─── Excerpted records ───

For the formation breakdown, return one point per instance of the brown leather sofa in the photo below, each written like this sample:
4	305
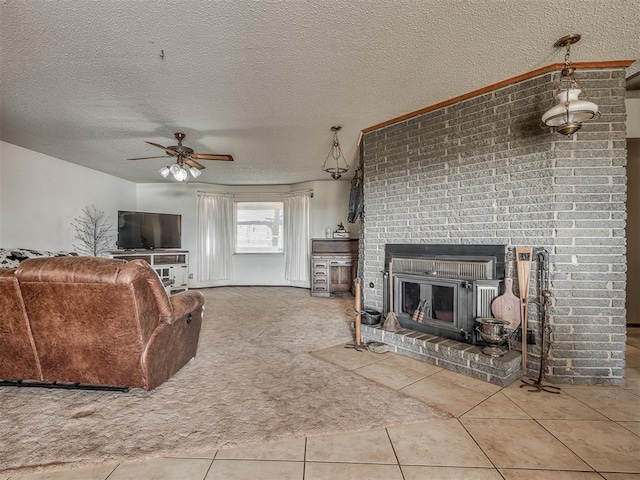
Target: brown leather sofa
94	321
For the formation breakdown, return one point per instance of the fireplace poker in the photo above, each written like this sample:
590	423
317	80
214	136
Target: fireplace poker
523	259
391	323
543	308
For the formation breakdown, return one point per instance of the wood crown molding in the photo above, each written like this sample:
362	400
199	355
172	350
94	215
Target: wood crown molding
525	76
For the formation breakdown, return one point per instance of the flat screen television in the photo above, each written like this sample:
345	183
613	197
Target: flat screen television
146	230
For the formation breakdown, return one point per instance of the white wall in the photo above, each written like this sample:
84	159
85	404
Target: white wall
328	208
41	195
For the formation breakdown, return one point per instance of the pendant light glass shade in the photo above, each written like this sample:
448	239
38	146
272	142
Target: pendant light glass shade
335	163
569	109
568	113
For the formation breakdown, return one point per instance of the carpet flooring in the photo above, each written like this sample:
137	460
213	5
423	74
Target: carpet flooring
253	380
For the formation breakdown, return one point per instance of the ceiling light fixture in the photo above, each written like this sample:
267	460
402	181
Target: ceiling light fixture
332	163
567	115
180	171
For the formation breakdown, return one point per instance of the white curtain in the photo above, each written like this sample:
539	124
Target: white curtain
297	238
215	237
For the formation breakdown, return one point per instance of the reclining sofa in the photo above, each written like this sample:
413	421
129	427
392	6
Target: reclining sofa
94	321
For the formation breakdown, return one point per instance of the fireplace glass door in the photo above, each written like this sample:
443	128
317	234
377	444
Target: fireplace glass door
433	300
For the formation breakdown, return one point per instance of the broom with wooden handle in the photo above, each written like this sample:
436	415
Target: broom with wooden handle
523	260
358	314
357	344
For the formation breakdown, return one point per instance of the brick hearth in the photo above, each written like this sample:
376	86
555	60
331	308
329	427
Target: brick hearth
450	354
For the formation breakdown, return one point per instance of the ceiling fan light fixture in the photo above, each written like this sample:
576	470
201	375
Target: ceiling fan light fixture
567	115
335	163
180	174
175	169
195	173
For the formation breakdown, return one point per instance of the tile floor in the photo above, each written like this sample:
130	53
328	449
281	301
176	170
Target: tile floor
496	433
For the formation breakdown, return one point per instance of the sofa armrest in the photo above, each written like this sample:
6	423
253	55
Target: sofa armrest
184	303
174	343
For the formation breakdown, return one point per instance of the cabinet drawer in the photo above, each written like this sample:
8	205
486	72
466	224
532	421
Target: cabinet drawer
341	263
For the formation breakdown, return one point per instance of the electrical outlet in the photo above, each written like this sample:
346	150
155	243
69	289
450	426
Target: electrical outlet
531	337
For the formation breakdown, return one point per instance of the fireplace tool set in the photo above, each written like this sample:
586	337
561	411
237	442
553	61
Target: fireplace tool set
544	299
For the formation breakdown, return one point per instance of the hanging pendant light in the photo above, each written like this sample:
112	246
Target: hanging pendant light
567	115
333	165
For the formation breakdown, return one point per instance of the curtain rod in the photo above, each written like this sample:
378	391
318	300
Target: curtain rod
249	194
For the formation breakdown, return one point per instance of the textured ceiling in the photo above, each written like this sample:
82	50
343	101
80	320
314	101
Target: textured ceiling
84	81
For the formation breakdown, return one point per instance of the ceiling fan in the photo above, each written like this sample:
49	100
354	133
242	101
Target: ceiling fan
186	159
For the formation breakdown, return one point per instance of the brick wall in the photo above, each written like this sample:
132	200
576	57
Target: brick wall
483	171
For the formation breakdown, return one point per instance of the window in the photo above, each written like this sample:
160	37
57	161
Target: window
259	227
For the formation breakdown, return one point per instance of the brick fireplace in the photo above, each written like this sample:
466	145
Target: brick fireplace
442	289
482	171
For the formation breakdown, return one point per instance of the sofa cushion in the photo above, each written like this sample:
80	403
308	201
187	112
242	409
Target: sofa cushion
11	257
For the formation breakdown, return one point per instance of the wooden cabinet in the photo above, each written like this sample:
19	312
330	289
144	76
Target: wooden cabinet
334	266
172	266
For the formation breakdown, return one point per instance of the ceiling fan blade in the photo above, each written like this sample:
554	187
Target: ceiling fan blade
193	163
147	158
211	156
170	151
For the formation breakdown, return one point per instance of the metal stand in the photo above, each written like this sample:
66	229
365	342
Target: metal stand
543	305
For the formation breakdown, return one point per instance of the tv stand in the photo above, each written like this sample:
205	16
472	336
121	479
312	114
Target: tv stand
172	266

───

Task instructions> The data must come back word for word, with every picture removed.

Answer area>
For the formation breakdown, return one point per instance of the brown leather sofa in the photo below, each written like this sample:
4	305
Target: brown leather sofa
94	321
For the formation breakdown, return one point per instance of the fireplace poker in the photo above, each written like this sample:
590	423
317	80
214	136
Target: fireplace poker
523	259
391	323
543	308
For the formation breakdown, return one point per instance of the wood crown molding in the photo above, each written like this sample:
362	400
199	355
172	350
94	215
Target: wood crown molding
525	76
For the formation breakdown, return one point per instance of the flat screen television in the photo above, each written like this sample:
345	183
613	197
Target: flat screen television
146	230
For the formation breakdown, return one point per instance of the white wall in the photo above, each written like this sample:
84	159
85	404
Target: white wall
328	208
41	195
For the formation breakdown, return one point per instance of the pendant light glass shade in the photo above, each written like this sample:
448	239
38	146
272	142
Target: pendant light glass shade
335	163
569	109
568	113
For the formation breakdown, return one point per instance of the carpet flooring in the photo above, each written like this sample:
137	460
213	5
423	74
Target: carpet flooring
253	380
For the formation breakdown, return one point per instance of the ceiling light fixture in the photo above, each written like this sample:
267	460
402	181
Target: ceiling light fixture
332	163
567	115
180	171
For the formation breakdown, return one point per instance of the white curtain in the photo above, each written like this sample:
539	124
Target: white curtain
297	238
215	237
For the formation breakdown, return one point per instance of the reclining sofa in the photo above, each written like this sample:
413	421
129	427
392	6
Target: reclining sofa
94	321
For the formation breakdown, return one point per instance of the fireplace glass door in the photo above, each written like this sample:
443	128
317	234
377	444
Target: fireplace glass door
433	300
For the formation breakdown, return one point per instance of the broom with wooden handle in the photo above, each written like this sample:
436	415
Target: broom with wooden handle
523	260
358	314
357	344
For the formation breakdown, return one point per instance of the brick hearth in the photo above, each written like this sample:
376	86
555	60
331	308
329	427
Target: brick hearth
450	354
For the formation breakdown, return one point per instance of the ceiling fan light fixture in the photo above, each written like this sample:
576	470
201	375
Target: ceiling fan light fixture
567	115
335	163
180	174
175	169
195	173
For the formation breakdown, return one point per instance of the tile floor in the photo above, each written like this sample:
130	53
328	449
281	301
176	170
Target: tile floor
496	433
For the formation breakdown, return one point per instance of the sofa armrest in the photo above, each written like this sample:
6	423
253	55
Target: sofa armrest
184	303
174	343
For the formation breakdown, return one point per instance of the cabinet drawer in the photo above, each written like this sample:
8	205
486	72
466	224
532	421
Target: cabinet drawer
341	263
For the formation breakdown, return one point per instance of the electrical outlet in the photo above, each written like this sample:
346	150
155	243
69	289
450	426
Target: electrical outlet
531	337
For the formation breakdown, return one point per instance of the fireplace tool set in the photo above, each written like this sample:
586	337
561	411
237	442
553	61
Target: fireplace tool set
544	299
For the formation breakdown, return one point per instance of the hanging pendant light in the photo above, each written like this sample:
112	246
Target: hanging pendant light
567	115
333	165
For the formation breakdown, return one point per instance of the curtain rod in the photo above, each written like this sample:
378	391
318	300
Target: curtain rod
249	194
For the formation breakdown, return one point per instance of the textured ceiling in the photo above, each written like this sample:
82	50
343	101
80	320
314	101
Target: textured ceiling
84	81
For the formation breakdown, return one point per instance of the ceiling fan in the photo above, each written like this sample:
49	100
354	133
242	101
Target: ceiling fan
186	159
For the formation breakdown, return one point per instance of the brick wall in the photo above, each written like this sample:
132	200
576	57
Target: brick wall
483	171
For the formation breakdown, return one point per instance of the window in the photo above, each written like this sample:
160	37
57	161
Target: window
259	227
For the formation breakdown, return one point per instance of the brick fireplace in the photo above, each written like this sample:
466	145
Target: brick fireplace
442	289
482	171
For the formation breakdown, return one point per instance of the sofa cushion in the photo above, each written like this sample:
80	403
308	201
187	112
242	409
Target: sofa cushion
11	257
For the formation breakdown, return one point per instance of the wooden cabinet in the photo above, each written like this sample:
19	312
330	289
144	76
Target: wooden cabinet
334	266
172	266
For the formation breakdown, return one point per instance of the ceiling fan blade in the photo above, each written like this sample:
554	187
Target: ceiling fan blade
193	163
147	158
211	156
170	151
For the formation breakdown, return one point per instance of the metal stand in the photo above, each written like this sample:
66	229
365	342
Target: metal stand
543	305
For the formation breakdown, return one point per instance of the tv stand in the photo above, each written like this sample:
205	16
472	336
121	479
312	114
Target: tv stand
172	266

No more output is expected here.